CONSIGNE 1:
D'après le texte sur la crise à Mamou, combien Rabiatou Sow payait-elle son transport avant la crise ?
CONSIGNE 2:
Recopiez le passage du texte sur la crise à Mamou compris entre « Pour Joséphine Kpogomou, vendeuse » et « s’améliore un peu. », bornes incluses.

══ TEXTE FOURNI

La crise qui secoue fortement l’économie du pays depuis l’incendie qui survenu dans le principal dépôt d’hydrocarbures de Kaloum le mois de décembre dernier, n’épargne pas le panier de la ménagère à Mamou.

Déjà, dans toute la Guinée, le constat reste le même : les activités économiques sont au ralenti. Les femmes du marché avaria de Mamou ont profité à notre micro ce vendredi 12 janvier 2024, pour interpeller les autorités de la transition, à sa tête le Colonel Mamadi Doumbouya, afin que des dispositions rapidement et nécessaires soient trouvées.

‘’Rien ne va actuellement. On souffre beaucoup et les autorités doivent se lever pour nous aider. Les femmes que vous voyez ici dans ce marché, la plupart ont leurs domiciles très loin et chaque matin il faut payer le transport. Personnellement, je quitte au quartier Telico chaque matin pour venir revendre dans ce marché. Mais le transport que je payais avant et aujourd’hui, c’est pas la même chose, ç’a doublé. Je payais 5000 GNF, maintenant c’est 10.000 GNF, parfois jusqu’à 15.000.
Quand tu demandes aux taximans, ils disent qu’ils achètent le carburant au marché noir à 30 000 ou 40 000, voire même à 50 000 GNF le litre. C’est pourquoi, nous demandons à travers vous les journalistes, pour que le président Mamadi doumbouya et son gouvernement, aident encore les femmes. Nous souffrons énormément depuis que cette crise est venue. Difficilement qu’on trouve de quoi nourrir nos enfants’’, se plaint Rabiatou Sow, une vendeuse de ce marché situé au centre-ville de Mamou.
Pour Joséphine Kpogomou, vendeuse du même marché, l’Etat doit prendre des mesures fortes pour stopper les spéculations pendant cette période de crise pour que la situation s’améliore un peu.

════
══ DONNÉES FOURNIES

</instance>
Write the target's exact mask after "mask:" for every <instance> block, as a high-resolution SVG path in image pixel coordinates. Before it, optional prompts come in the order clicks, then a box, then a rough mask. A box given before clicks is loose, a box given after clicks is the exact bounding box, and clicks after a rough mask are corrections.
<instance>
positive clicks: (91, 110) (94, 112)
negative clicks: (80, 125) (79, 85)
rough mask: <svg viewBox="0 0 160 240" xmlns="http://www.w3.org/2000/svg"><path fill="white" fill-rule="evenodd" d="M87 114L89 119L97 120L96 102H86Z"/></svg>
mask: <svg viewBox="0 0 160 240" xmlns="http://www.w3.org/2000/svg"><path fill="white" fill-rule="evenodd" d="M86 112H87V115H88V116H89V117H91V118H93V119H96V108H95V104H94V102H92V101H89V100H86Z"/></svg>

════

RÉPONSE ATTENDUE 1:
Elle le payait 5000 GNF.

RÉPONSE ATTENDUE 2:
Pour Joséphine Kpogomou, vendeuse du même marché, l’Etat doit prendre des mesures fortes pour stopper les spéculations pendant cette période de crise pour que la situation s’améliore un peu.